(Instructions for the task): Pull out each line of the material below that contains the string "stadium", matching case exactly.

(Dataset extract):
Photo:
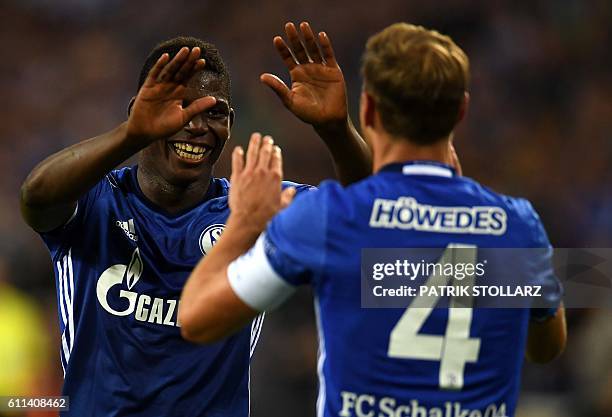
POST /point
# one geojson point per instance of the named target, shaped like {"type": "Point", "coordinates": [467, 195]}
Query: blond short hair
{"type": "Point", "coordinates": [418, 78]}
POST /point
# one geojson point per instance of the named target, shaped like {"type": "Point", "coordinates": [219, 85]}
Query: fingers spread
{"type": "Point", "coordinates": [237, 162]}
{"type": "Point", "coordinates": [287, 196]}
{"type": "Point", "coordinates": [186, 70]}
{"type": "Point", "coordinates": [278, 86]}
{"type": "Point", "coordinates": [265, 153]}
{"type": "Point", "coordinates": [157, 68]}
{"type": "Point", "coordinates": [311, 44]}
{"type": "Point", "coordinates": [253, 151]}
{"type": "Point", "coordinates": [276, 163]}
{"type": "Point", "coordinates": [296, 44]}
{"type": "Point", "coordinates": [328, 51]}
{"type": "Point", "coordinates": [284, 52]}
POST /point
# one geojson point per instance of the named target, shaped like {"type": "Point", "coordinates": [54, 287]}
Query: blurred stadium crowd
{"type": "Point", "coordinates": [539, 127]}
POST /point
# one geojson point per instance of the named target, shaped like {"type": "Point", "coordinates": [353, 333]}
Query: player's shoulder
{"type": "Point", "coordinates": [518, 207]}
{"type": "Point", "coordinates": [520, 213]}
{"type": "Point", "coordinates": [298, 187]}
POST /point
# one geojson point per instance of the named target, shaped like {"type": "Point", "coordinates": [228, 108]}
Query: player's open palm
{"type": "Point", "coordinates": [318, 92]}
{"type": "Point", "coordinates": [255, 192]}
{"type": "Point", "coordinates": [158, 110]}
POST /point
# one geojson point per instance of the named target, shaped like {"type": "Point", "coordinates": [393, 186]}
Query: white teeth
{"type": "Point", "coordinates": [188, 151]}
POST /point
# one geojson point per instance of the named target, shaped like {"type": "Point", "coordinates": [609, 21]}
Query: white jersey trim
{"type": "Point", "coordinates": [255, 281]}
{"type": "Point", "coordinates": [421, 169]}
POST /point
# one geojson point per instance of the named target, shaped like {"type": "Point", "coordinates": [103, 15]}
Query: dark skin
{"type": "Point", "coordinates": [182, 102]}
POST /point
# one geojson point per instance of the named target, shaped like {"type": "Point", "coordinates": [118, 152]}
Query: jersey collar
{"type": "Point", "coordinates": [432, 168]}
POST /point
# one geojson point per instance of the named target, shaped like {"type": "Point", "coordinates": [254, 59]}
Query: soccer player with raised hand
{"type": "Point", "coordinates": [123, 242]}
{"type": "Point", "coordinates": [441, 356]}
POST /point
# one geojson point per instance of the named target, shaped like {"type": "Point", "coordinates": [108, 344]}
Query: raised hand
{"type": "Point", "coordinates": [255, 193]}
{"type": "Point", "coordinates": [318, 93]}
{"type": "Point", "coordinates": [158, 110]}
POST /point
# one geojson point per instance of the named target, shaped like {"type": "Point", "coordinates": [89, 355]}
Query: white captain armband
{"type": "Point", "coordinates": [255, 281]}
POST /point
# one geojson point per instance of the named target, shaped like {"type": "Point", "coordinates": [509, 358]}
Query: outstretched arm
{"type": "Point", "coordinates": [210, 309]}
{"type": "Point", "coordinates": [318, 97]}
{"type": "Point", "coordinates": [50, 192]}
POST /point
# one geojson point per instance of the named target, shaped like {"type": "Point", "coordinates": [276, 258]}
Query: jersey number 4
{"type": "Point", "coordinates": [455, 347]}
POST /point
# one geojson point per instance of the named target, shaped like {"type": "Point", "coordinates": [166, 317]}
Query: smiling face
{"type": "Point", "coordinates": [189, 155]}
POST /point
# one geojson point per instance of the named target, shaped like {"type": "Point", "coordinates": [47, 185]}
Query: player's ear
{"type": "Point", "coordinates": [131, 104]}
{"type": "Point", "coordinates": [230, 122]}
{"type": "Point", "coordinates": [463, 108]}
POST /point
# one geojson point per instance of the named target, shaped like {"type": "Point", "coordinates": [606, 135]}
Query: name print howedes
{"type": "Point", "coordinates": [407, 213]}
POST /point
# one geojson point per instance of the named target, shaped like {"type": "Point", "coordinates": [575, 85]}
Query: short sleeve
{"type": "Point", "coordinates": [296, 238]}
{"type": "Point", "coordinates": [68, 231]}
{"type": "Point", "coordinates": [291, 252]}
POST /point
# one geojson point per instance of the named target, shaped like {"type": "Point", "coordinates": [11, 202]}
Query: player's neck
{"type": "Point", "coordinates": [172, 198]}
{"type": "Point", "coordinates": [388, 150]}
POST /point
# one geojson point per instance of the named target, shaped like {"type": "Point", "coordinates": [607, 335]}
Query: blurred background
{"type": "Point", "coordinates": [539, 126]}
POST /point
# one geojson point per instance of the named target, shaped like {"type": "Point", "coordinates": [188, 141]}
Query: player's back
{"type": "Point", "coordinates": [431, 361]}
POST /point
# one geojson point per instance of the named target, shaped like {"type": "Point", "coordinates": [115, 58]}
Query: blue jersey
{"type": "Point", "coordinates": [401, 362]}
{"type": "Point", "coordinates": [120, 266]}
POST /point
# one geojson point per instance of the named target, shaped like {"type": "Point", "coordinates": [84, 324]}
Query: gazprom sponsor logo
{"type": "Point", "coordinates": [407, 213]}
{"type": "Point", "coordinates": [142, 307]}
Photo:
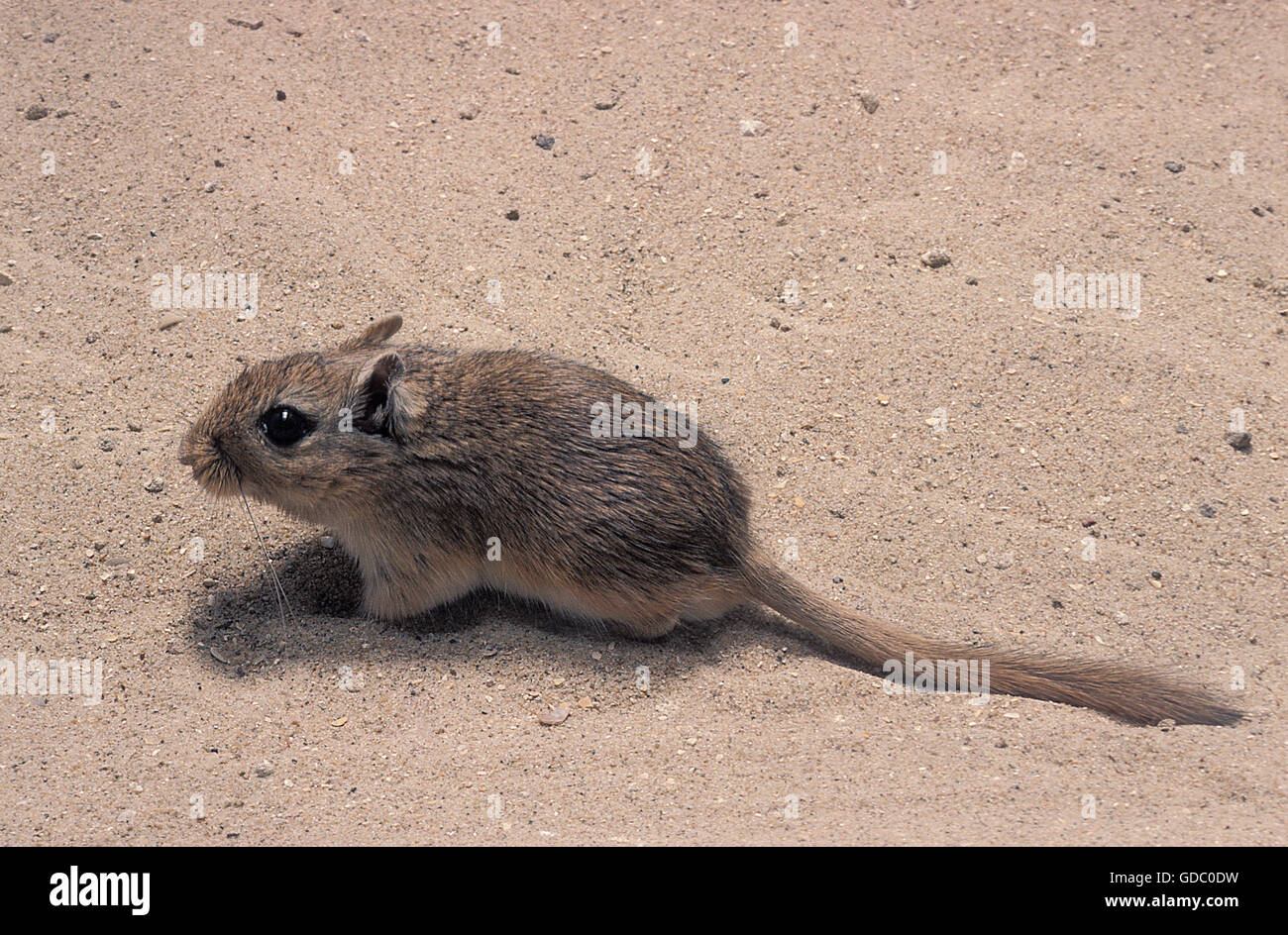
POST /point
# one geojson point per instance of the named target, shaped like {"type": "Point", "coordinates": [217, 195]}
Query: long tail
{"type": "Point", "coordinates": [1134, 695]}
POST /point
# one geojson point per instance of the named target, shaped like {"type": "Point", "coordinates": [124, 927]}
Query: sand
{"type": "Point", "coordinates": [687, 197]}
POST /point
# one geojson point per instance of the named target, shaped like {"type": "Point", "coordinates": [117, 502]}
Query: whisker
{"type": "Point", "coordinates": [279, 592]}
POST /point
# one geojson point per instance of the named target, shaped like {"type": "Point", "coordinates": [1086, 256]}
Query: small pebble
{"type": "Point", "coordinates": [554, 717]}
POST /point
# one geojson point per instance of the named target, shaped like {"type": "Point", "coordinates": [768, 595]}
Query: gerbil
{"type": "Point", "coordinates": [421, 460]}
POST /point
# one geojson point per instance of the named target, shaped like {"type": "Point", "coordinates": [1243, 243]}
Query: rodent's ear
{"type": "Point", "coordinates": [375, 334]}
{"type": "Point", "coordinates": [382, 402]}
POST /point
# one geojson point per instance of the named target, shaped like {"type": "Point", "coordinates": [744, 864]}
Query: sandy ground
{"type": "Point", "coordinates": [721, 215]}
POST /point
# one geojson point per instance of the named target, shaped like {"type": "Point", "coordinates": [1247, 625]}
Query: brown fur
{"type": "Point", "coordinates": [449, 453]}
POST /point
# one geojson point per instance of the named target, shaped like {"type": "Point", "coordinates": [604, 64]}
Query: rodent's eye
{"type": "Point", "coordinates": [283, 425]}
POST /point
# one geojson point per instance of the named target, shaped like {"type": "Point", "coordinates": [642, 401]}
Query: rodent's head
{"type": "Point", "coordinates": [305, 432]}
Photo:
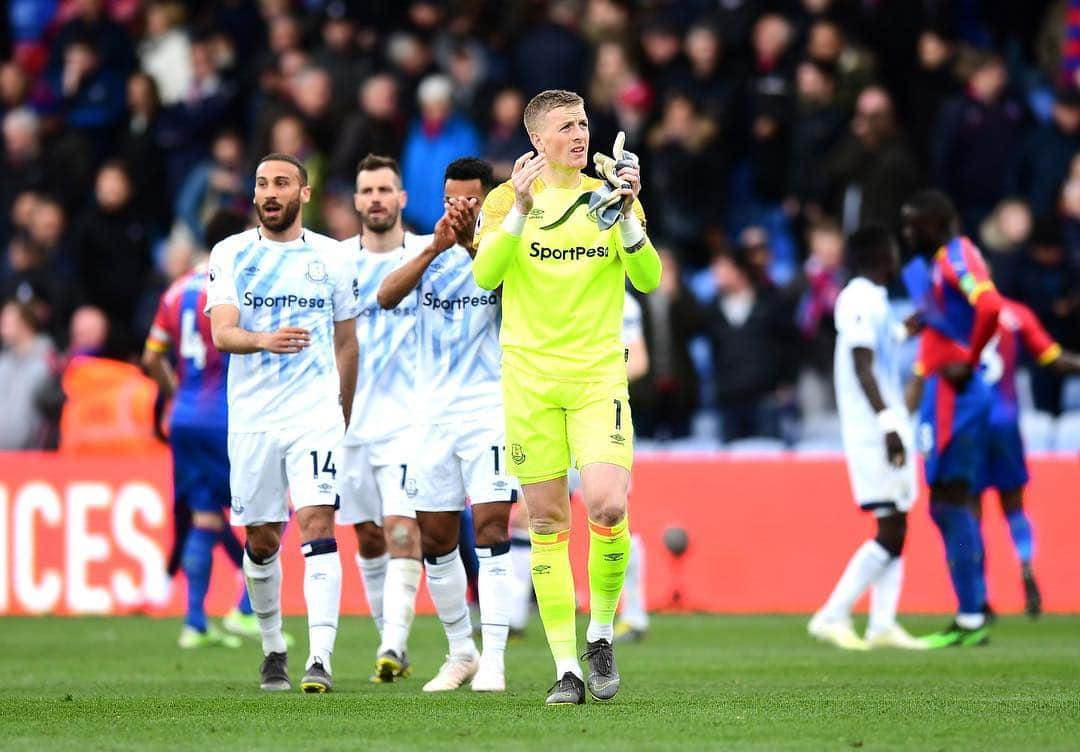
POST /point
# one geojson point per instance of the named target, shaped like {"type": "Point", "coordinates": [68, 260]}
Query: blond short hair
{"type": "Point", "coordinates": [545, 102]}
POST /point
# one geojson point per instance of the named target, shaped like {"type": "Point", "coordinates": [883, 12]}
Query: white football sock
{"type": "Point", "coordinates": [863, 568]}
{"type": "Point", "coordinates": [399, 603]}
{"type": "Point", "coordinates": [322, 592]}
{"type": "Point", "coordinates": [633, 591]}
{"type": "Point", "coordinates": [496, 586]}
{"type": "Point", "coordinates": [448, 585]}
{"type": "Point", "coordinates": [521, 553]}
{"type": "Point", "coordinates": [264, 590]}
{"type": "Point", "coordinates": [885, 596]}
{"type": "Point", "coordinates": [373, 572]}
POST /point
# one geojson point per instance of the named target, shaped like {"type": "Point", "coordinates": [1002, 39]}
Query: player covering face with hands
{"type": "Point", "coordinates": [564, 379]}
{"type": "Point", "coordinates": [460, 440]}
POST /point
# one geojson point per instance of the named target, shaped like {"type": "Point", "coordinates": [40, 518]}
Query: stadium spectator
{"type": "Point", "coordinates": [26, 374]}
{"type": "Point", "coordinates": [852, 65]}
{"type": "Point", "coordinates": [435, 139]}
{"type": "Point", "coordinates": [685, 160]}
{"type": "Point", "coordinates": [818, 126]}
{"type": "Point", "coordinates": [312, 92]}
{"type": "Point", "coordinates": [617, 96]}
{"type": "Point", "coordinates": [218, 183]}
{"type": "Point", "coordinates": [815, 290]}
{"type": "Point", "coordinates": [974, 129]}
{"type": "Point", "coordinates": [872, 172]}
{"type": "Point", "coordinates": [556, 42]}
{"type": "Point", "coordinates": [377, 128]}
{"type": "Point", "coordinates": [663, 64]}
{"type": "Point", "coordinates": [86, 94]}
{"type": "Point", "coordinates": [1003, 238]}
{"type": "Point", "coordinates": [140, 145]}
{"type": "Point", "coordinates": [931, 82]}
{"type": "Point", "coordinates": [769, 101]}
{"type": "Point", "coordinates": [470, 71]}
{"type": "Point", "coordinates": [14, 86]}
{"type": "Point", "coordinates": [1042, 162]}
{"type": "Point", "coordinates": [187, 128]}
{"type": "Point", "coordinates": [165, 52]}
{"type": "Point", "coordinates": [110, 246]}
{"type": "Point", "coordinates": [666, 397]}
{"type": "Point", "coordinates": [93, 25]}
{"type": "Point", "coordinates": [744, 326]}
{"type": "Point", "coordinates": [707, 81]}
{"type": "Point", "coordinates": [507, 139]}
{"type": "Point", "coordinates": [339, 54]}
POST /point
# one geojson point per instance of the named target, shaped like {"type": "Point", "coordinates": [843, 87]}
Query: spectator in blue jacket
{"type": "Point", "coordinates": [434, 141]}
{"type": "Point", "coordinates": [1042, 163]}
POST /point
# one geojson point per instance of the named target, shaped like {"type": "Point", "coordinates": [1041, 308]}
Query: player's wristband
{"type": "Point", "coordinates": [514, 223]}
{"type": "Point", "coordinates": [890, 420]}
{"type": "Point", "coordinates": [632, 233]}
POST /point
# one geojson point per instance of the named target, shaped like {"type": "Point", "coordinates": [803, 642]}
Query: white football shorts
{"type": "Point", "coordinates": [874, 481]}
{"type": "Point", "coordinates": [373, 480]}
{"type": "Point", "coordinates": [454, 460]}
{"type": "Point", "coordinates": [268, 468]}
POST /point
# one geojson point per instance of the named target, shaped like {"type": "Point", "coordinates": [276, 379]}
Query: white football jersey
{"type": "Point", "coordinates": [863, 319]}
{"type": "Point", "coordinates": [307, 282]}
{"type": "Point", "coordinates": [388, 344]}
{"type": "Point", "coordinates": [459, 359]}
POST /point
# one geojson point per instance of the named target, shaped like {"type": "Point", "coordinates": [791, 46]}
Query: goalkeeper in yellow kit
{"type": "Point", "coordinates": [564, 376]}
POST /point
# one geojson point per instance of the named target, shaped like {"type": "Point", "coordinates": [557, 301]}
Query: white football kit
{"type": "Point", "coordinates": [379, 440]}
{"type": "Point", "coordinates": [285, 423]}
{"type": "Point", "coordinates": [863, 319]}
{"type": "Point", "coordinates": [460, 440]}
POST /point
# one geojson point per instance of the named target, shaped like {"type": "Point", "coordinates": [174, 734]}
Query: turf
{"type": "Point", "coordinates": [698, 682]}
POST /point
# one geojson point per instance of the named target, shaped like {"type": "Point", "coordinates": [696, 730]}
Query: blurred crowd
{"type": "Point", "coordinates": [768, 131]}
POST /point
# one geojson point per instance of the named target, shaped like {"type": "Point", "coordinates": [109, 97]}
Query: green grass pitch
{"type": "Point", "coordinates": [698, 682]}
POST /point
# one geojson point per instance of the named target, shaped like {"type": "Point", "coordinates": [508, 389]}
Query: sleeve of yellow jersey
{"type": "Point", "coordinates": [643, 266]}
{"type": "Point", "coordinates": [495, 246]}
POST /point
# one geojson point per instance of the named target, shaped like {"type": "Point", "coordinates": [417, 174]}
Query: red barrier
{"type": "Point", "coordinates": [91, 536]}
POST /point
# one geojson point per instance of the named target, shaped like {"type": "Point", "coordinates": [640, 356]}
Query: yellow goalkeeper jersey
{"type": "Point", "coordinates": [563, 289]}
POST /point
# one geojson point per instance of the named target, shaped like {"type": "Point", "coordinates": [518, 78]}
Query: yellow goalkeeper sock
{"type": "Point", "coordinates": [553, 581]}
{"type": "Point", "coordinates": [608, 556]}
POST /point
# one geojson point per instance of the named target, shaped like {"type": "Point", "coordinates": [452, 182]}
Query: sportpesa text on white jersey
{"type": "Point", "coordinates": [383, 402]}
{"type": "Point", "coordinates": [458, 359]}
{"type": "Point", "coordinates": [307, 282]}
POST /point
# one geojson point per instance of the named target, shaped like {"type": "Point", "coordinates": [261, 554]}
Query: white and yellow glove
{"type": "Point", "coordinates": [605, 203]}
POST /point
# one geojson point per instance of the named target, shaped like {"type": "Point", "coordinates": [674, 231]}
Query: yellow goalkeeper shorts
{"type": "Point", "coordinates": [550, 421]}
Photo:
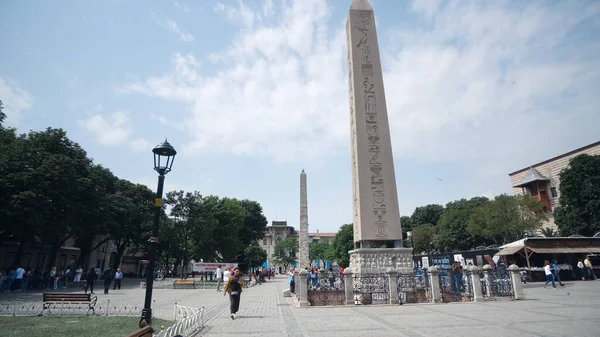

(Worked solution):
Query: blurred stadium crowd
Query: stadium spectator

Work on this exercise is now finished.